**TO DO:** Which lines of the entries below hold the word "white"? Report each of them.

[Referring expression grounding data]
__________________________________________________
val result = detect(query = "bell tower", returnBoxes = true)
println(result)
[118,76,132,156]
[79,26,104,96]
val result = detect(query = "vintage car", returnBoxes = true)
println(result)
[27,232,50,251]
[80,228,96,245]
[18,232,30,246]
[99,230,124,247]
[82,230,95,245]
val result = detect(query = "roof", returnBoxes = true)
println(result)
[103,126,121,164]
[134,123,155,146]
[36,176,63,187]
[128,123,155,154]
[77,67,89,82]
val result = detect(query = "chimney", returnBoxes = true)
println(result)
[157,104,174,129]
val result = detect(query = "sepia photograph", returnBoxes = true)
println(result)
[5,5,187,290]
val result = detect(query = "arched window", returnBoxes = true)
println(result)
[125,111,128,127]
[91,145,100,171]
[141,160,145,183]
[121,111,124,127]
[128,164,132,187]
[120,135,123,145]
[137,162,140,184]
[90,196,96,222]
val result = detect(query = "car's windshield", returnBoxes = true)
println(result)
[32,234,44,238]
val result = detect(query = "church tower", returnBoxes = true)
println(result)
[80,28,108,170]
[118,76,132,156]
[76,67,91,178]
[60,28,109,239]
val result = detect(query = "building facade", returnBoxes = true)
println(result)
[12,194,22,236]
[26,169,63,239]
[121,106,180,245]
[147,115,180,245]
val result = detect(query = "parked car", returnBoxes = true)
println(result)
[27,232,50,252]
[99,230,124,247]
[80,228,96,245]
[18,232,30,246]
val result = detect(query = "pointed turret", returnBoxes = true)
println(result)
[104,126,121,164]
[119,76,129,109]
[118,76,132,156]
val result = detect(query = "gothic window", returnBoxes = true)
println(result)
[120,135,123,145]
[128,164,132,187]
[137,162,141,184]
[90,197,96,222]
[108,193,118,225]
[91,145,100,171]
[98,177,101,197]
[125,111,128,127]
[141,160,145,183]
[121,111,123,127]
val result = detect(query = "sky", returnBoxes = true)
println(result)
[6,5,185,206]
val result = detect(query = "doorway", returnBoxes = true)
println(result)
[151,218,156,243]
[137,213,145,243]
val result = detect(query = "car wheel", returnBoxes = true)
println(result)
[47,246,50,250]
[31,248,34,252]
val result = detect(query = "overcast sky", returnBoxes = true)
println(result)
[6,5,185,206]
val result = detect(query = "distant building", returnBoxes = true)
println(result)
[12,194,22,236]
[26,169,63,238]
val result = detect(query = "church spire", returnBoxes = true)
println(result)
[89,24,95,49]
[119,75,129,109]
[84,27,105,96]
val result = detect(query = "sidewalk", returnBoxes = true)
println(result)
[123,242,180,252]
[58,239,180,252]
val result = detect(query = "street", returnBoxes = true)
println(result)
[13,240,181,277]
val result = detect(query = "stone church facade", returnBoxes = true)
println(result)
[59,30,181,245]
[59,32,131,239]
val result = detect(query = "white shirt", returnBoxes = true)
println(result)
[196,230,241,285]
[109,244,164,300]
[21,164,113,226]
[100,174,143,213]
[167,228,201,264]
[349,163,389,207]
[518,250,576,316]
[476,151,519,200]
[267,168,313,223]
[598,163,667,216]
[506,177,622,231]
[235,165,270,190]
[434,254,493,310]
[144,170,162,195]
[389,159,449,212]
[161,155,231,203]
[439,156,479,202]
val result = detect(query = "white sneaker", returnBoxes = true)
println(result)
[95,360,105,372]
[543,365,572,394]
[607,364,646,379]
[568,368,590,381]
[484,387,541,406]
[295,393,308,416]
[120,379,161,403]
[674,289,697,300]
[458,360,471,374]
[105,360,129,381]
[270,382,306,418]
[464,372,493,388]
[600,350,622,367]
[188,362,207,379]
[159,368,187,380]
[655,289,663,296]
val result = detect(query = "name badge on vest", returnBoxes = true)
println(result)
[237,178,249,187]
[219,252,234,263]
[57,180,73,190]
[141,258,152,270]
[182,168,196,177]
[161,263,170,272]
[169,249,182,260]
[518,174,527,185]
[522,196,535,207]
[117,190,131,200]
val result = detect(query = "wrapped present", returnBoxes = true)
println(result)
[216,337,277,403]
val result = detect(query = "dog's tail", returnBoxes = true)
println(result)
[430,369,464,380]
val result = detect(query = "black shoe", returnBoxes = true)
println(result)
__________________________________________________
**YOUR RESPONSE:**
val result = detect(query = "white shirt", returnBoxes = true)
val result = detect(query = "white sneaker", returnBoxes = true)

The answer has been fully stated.